**WHAT THE TASK ASKS**
Write out the whole listing exactly.

**EXTRACTED MATERIAL**
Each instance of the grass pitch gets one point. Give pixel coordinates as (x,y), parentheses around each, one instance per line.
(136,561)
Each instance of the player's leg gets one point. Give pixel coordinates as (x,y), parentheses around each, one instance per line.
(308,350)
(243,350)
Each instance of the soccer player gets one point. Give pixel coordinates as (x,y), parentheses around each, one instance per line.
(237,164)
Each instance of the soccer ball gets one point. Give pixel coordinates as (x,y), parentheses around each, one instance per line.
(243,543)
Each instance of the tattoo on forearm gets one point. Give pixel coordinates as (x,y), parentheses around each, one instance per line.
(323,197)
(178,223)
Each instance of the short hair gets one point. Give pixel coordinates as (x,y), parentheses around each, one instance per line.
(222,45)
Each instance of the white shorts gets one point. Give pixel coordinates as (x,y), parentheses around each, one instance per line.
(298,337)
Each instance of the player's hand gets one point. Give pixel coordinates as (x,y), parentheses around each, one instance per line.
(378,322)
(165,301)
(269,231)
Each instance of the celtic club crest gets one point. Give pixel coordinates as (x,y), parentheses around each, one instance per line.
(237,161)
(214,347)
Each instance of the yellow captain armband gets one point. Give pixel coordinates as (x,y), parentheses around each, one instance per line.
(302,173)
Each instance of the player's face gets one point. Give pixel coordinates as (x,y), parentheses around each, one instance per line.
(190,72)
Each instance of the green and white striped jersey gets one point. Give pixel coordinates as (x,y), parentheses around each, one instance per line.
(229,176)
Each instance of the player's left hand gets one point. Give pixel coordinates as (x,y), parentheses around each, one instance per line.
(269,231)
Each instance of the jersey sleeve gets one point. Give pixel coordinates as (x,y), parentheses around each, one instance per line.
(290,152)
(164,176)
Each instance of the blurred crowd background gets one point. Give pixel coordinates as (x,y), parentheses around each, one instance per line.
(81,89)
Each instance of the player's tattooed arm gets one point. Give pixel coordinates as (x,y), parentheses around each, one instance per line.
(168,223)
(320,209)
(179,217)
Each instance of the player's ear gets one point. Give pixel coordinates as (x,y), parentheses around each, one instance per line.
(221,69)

**RESULT**
Each instance of the grass pitch gets one point. Give pixel coordinates as (x,y), parentheses around each, one instance per line.
(136,561)
Each instance of the player's leg gets one point. Give pixel coordinates as (x,y), parentheses around each, one instance per line.
(308,350)
(243,350)
Each instance of the soccer player gets one point. Give pixel coordinates as (x,y), parentheses around each, one instance per line.
(237,164)
Each instance of the soccer ball gets one point. Give pixel coordinates as (x,y), parentheses around each, one instance per line.
(243,543)
Each instance of the tattoo on forearm gets one point. Give pixel coordinates as (x,y), parentheses around each, one instance per line.
(323,197)
(178,223)
Each instance of the short hair gets one point. Give pixel coordinates as (x,y), parentheses around each, one instance per line.
(222,45)
Each instance of the white shorts gets one point. Give pixel coordinates as (x,y), parentheses around each, one instance per line.
(298,337)
Each instance of the player's hand gets one point. Give pixel coordinates as (x,y), parentheses around each, one instance per line.
(378,322)
(165,301)
(269,231)
Each instance of the celtic club crest gets one point. Give pixel coordinates as (x,y), parentheses around each, one instance per line.
(237,161)
(214,347)
Each instance of the yellow captain armband gets one point. Give pixel coordinates as (x,y), parentheses around each, one instance per line.
(302,173)
Each instance of the player's face gets one point. Give pixel coordinates as (x,y), parentheses around each, one instance per line.
(190,72)
Each instance of the green and white striped jersey gets one point. Give pixel coordinates as (x,y), parentheses around each, one instance per line.
(229,176)
Each instance of the player's left hand gets one point. Give pixel coordinates as (x,y), parentheses around each, one instance per line.
(269,231)
Each instance of the jersey sleeve gets one point. Give pixel coordinates as (x,y), parentheses around each, one instance per line.
(290,152)
(164,176)
Each instance of the blurred crowd background gets one point. Give pixel coordinates as (x,y), parentheses around each, one instance per line.
(81,89)
Each instance of the player's tattooed arm gets one point. Give pixel coordinates as (x,y), parentheses around each, one instance per line.
(168,223)
(320,209)
(179,217)
Each instance of the player's ear gets one point. Give pixel coordinates as (x,y), parentheses around each, one instance per line.
(221,69)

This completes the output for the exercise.